-- BEGIN --
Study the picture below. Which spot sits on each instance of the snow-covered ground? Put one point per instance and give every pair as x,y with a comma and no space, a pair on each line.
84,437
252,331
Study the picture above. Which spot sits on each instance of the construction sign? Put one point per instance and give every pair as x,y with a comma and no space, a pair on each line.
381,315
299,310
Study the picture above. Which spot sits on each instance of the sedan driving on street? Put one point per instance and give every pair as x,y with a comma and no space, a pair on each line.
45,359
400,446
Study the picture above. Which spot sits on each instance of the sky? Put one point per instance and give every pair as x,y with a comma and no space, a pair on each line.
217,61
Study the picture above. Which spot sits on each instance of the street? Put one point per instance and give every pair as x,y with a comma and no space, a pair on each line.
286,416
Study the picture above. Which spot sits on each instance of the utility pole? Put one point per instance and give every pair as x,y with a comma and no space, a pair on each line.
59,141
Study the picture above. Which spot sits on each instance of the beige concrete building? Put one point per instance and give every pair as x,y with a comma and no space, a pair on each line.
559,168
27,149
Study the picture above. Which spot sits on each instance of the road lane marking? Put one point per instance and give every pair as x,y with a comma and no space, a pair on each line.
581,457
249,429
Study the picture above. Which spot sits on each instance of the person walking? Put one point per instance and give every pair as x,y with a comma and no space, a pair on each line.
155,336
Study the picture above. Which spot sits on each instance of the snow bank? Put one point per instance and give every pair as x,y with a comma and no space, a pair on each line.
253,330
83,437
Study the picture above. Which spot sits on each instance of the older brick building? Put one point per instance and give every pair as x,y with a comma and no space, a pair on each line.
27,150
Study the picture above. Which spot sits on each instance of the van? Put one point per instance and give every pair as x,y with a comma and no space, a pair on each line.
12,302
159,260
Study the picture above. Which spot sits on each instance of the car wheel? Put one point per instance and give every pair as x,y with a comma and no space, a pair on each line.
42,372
-- END --
# AIM
Reproduce the items from the line containing "the car wheel?" through the end of the items, request lines included, and offset every coordinate in the answers by -131.

# COMPLETED TASK
Study the picture above. Which spot sits on each instance of the car wheel? Put one point per instance and give every pair as x,y with a comma and no space, a pair on each line.
-89,241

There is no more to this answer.